» **Task**:
Restate every line of the material, word for word.

Object position labeling entries
* * * * *

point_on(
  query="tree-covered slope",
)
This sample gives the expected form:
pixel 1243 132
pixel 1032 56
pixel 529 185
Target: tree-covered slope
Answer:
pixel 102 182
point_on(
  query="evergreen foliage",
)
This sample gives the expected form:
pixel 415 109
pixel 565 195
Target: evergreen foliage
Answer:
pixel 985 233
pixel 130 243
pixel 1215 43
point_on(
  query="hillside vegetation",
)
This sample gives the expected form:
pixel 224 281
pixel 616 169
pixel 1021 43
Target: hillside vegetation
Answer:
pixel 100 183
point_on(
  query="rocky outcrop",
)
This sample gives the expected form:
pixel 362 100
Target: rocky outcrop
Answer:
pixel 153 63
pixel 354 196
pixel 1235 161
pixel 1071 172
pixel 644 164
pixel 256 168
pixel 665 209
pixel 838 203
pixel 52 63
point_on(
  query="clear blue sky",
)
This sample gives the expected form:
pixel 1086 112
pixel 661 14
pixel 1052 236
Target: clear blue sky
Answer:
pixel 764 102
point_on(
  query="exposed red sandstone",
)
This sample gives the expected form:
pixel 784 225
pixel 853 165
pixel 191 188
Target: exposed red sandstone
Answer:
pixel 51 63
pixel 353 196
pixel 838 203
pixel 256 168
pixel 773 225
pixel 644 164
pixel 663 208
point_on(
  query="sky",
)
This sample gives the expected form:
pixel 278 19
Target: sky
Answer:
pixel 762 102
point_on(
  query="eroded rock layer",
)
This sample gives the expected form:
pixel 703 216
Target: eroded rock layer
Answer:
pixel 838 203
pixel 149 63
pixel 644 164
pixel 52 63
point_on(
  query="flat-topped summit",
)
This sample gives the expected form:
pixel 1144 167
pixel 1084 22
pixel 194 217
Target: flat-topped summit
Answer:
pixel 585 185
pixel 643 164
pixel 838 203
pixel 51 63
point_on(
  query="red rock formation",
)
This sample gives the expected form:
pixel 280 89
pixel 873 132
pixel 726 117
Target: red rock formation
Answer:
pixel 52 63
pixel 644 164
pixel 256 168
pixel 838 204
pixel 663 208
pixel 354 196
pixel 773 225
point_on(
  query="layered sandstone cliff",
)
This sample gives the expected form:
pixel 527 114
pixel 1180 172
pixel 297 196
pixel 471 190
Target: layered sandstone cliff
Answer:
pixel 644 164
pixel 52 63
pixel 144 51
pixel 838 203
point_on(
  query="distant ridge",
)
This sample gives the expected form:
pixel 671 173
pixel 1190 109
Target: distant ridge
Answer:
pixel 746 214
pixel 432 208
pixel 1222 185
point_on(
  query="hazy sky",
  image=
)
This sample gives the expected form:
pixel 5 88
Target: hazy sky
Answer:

* * * * *

» **Full answer**:
point_on(
  query="tree-covered slope",
)
This sample gives the expected form:
pixel 1243 132
pixel 1032 56
pixel 529 185
Target: tree-covered slope
Answer:
pixel 102 182
point_on(
  query="evergreen foliage",
)
This sample gives the expected form:
pixel 415 109
pixel 565 195
Target: evergreen foliage
Answer:
pixel 985 233
pixel 130 243
pixel 1215 43
point_on(
  query="hillside vegetation",
)
This sample gives the expected form:
pixel 224 281
pixel 616 169
pixel 1021 43
Target: hillside vegetation
Answer:
pixel 100 183
point_on(
  query="rocky outcrop",
)
This sample gives the expected form:
pixel 362 100
Target: rocky outcrop
Answer:
pixel 153 63
pixel 354 196
pixel 1235 161
pixel 1071 172
pixel 644 164
pixel 256 168
pixel 665 209
pixel 838 203
pixel 52 63
point_on(
  query="clear blue sky",
)
This sample gives the expected form:
pixel 1086 112
pixel 661 14
pixel 1052 236
Target: clear blue sky
Answer:
pixel 764 102
point_on(
  query="exposed red sandstone",
)
This sample gives the expected form:
pixel 784 225
pixel 853 165
pixel 191 188
Target: exposed red sandstone
Answer:
pixel 51 63
pixel 353 196
pixel 838 203
pixel 256 168
pixel 773 225
pixel 644 164
pixel 663 208
point_on(
  query="sky",
)
This sample gives the expected form:
pixel 278 19
Target: sky
Answer:
pixel 762 102
point_on(
  query="eroded rock layer",
)
This sample gives the expected form:
pixel 703 216
Target: eroded rock layer
Answer:
pixel 838 203
pixel 149 63
pixel 644 164
pixel 52 63
point_on(
  query="flat-topped summit",
)
This sample gives the expected form:
pixel 1144 167
pixel 1084 22
pixel 194 217
Target: flat-topped summit
Answer:
pixel 585 185
pixel 643 164
pixel 838 203
pixel 51 63
point_on(
  query="red rock formation",
)
This sample gives the expected form:
pixel 280 89
pixel 873 132
pixel 726 117
Target: red rock formation
Answer:
pixel 52 63
pixel 644 164
pixel 256 168
pixel 838 204
pixel 663 208
pixel 354 196
pixel 773 225
point_on(
  query="layered sandstone cliff",
)
This sample gives the expected form:
pixel 527 114
pixel 1180 172
pixel 297 196
pixel 471 190
Target: layered sandstone cliff
Answer:
pixel 644 164
pixel 52 63
pixel 144 51
pixel 838 203
point_on(
  query="distant ridge",
)
This sample gives the expected form:
pixel 671 173
pixel 1190 109
Target: distant ridge
Answer:
pixel 746 214
pixel 432 208
pixel 1222 185
point_on(
  query="hazy sky",
  image=
)
This sample gives the expected form:
pixel 5 88
Target: hazy sky
Answer:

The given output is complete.